** Excerpted text follows **
The World’s Highest [fill in the blank]

30 08 2008

Posted by: Laura

Travel dates: 6.08.08-6.11.08

During our trip, we have travelled on boats, buses, planes, and trains. However, watching our bus travel on a boat is a new experience.

There is no bridge across Lake Titicaca on the road from Copacabana to La Paz.  So everyone is ushered off the bus and onto a ferry, while you boat is driven onto a floating barge. As I watched my luggage putter along, I have to admit I was not completely confident with this system.  You can actually see the olive green pack cover of my bag, which is strapped to the roof.  But our luggage arrived safely, and we arrived in La Paz a few hours later.

Located 2.5 miles above sea level, La Paz, Bolivia is the world’s higest capitol. The soccer stadium here is no longer used for official games because of the disadvantage for visiting teams.  But, you can play golf on the world’s higest golf course. (It’s probably the only time you’ll ever get an aerobic workout playing golf.)  Because of the combination of altitude and pollution, I found it so difficult to breathe that Bolivia is the only country on our trip where I have not gone running.
** End of Excerpted text **
** Records provided follows **
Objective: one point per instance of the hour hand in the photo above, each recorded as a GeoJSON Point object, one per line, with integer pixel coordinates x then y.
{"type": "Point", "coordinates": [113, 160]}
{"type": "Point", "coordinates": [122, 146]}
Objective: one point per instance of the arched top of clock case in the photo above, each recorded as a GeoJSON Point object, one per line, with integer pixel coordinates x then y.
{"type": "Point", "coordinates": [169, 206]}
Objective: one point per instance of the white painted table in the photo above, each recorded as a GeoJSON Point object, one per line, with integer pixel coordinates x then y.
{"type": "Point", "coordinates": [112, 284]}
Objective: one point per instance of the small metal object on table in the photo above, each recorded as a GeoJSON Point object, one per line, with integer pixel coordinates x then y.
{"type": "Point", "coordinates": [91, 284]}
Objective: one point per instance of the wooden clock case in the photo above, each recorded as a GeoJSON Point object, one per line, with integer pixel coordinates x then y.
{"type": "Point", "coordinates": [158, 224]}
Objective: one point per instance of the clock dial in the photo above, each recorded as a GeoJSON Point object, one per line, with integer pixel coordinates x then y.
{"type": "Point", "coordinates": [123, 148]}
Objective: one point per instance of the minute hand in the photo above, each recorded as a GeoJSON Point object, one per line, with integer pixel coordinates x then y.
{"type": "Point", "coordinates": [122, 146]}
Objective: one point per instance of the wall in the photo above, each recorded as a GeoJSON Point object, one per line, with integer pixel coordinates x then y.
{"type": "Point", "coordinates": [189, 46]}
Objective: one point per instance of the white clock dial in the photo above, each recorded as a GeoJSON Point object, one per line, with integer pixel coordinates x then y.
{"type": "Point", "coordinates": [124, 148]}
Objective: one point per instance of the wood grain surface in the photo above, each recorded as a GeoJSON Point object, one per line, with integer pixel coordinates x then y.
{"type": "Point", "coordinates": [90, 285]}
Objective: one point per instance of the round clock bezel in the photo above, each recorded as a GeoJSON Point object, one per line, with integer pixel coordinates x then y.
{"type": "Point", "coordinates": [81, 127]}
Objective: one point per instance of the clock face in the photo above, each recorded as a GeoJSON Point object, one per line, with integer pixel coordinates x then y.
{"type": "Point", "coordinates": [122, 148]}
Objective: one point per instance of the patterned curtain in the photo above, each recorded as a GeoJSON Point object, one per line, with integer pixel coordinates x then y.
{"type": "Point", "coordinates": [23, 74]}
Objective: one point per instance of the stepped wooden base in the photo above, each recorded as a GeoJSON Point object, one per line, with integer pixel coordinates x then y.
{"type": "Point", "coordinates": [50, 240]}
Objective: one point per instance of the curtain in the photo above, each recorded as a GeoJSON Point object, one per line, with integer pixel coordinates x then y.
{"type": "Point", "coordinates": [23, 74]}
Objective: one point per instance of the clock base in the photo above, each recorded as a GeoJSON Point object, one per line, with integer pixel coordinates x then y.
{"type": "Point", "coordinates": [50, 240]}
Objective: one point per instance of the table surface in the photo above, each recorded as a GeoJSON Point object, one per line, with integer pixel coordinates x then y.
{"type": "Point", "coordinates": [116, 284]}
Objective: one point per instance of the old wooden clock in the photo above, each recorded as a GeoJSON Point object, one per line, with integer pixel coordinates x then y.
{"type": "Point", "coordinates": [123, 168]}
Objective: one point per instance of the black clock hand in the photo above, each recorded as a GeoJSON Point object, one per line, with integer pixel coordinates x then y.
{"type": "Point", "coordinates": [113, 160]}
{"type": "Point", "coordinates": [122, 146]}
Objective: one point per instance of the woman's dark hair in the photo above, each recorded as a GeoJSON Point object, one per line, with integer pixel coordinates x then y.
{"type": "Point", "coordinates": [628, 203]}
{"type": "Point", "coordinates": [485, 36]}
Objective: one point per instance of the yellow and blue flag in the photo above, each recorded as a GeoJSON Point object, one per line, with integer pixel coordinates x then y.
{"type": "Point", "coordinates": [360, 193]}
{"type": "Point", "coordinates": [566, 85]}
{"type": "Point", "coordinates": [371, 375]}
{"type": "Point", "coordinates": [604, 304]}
** End of Records provided **
» Exercise brief: In the travel post, substitute "taxis" for "trains" and give the passage between "The World’s Highest" and "a new experience.", inclusive.

» Answer to this task:
The World’s Highest [fill in the blank]

30 08 2008

Posted by: Laura

Travel dates: 6.08.08-6.11.08

During our trip, we have travelled on boats, buses, planes, and taxis. However, watching our bus travel on a boat is a new experience.